The request » Locate every line in the items below that contains the string "instance", and copy each of those lines in full.

Available records »
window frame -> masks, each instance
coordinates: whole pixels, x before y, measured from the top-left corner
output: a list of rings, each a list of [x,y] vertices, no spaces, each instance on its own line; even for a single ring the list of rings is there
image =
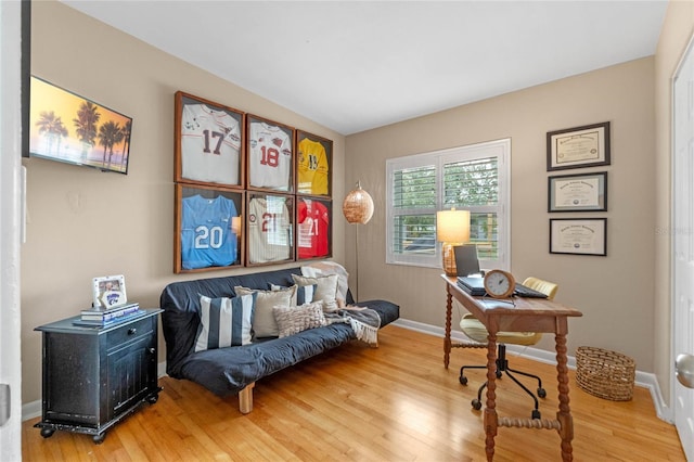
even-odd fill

--

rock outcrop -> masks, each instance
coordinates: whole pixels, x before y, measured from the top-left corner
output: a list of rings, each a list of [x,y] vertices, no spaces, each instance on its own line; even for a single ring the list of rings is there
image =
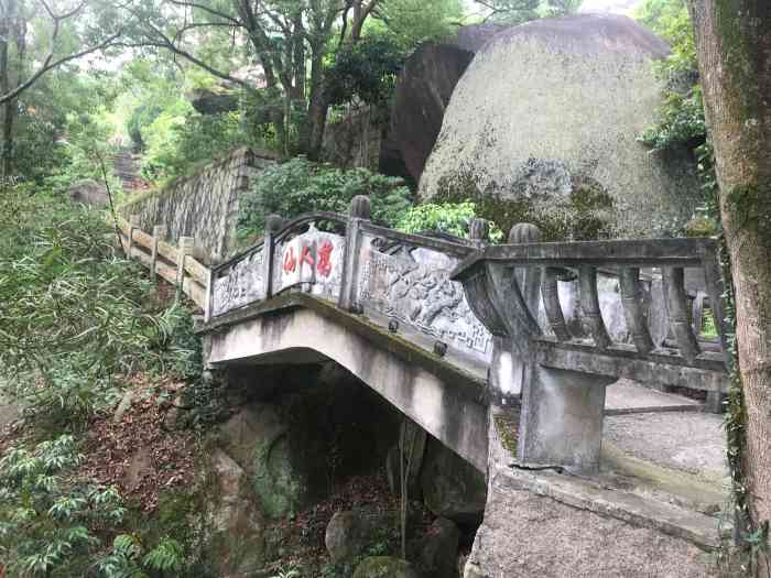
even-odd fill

Answer to the task »
window frame -> masks, each instance
output: a list of rings, each a list of [x,y] vertices, no spaces, each instance on its own line; even for a single ring the list of rings is there
rock outcrop -> masks, each instance
output: a list of rings, each a list of [x,y] vertices, no spaces, each instance on its own line; even for a single ring the list of rings is there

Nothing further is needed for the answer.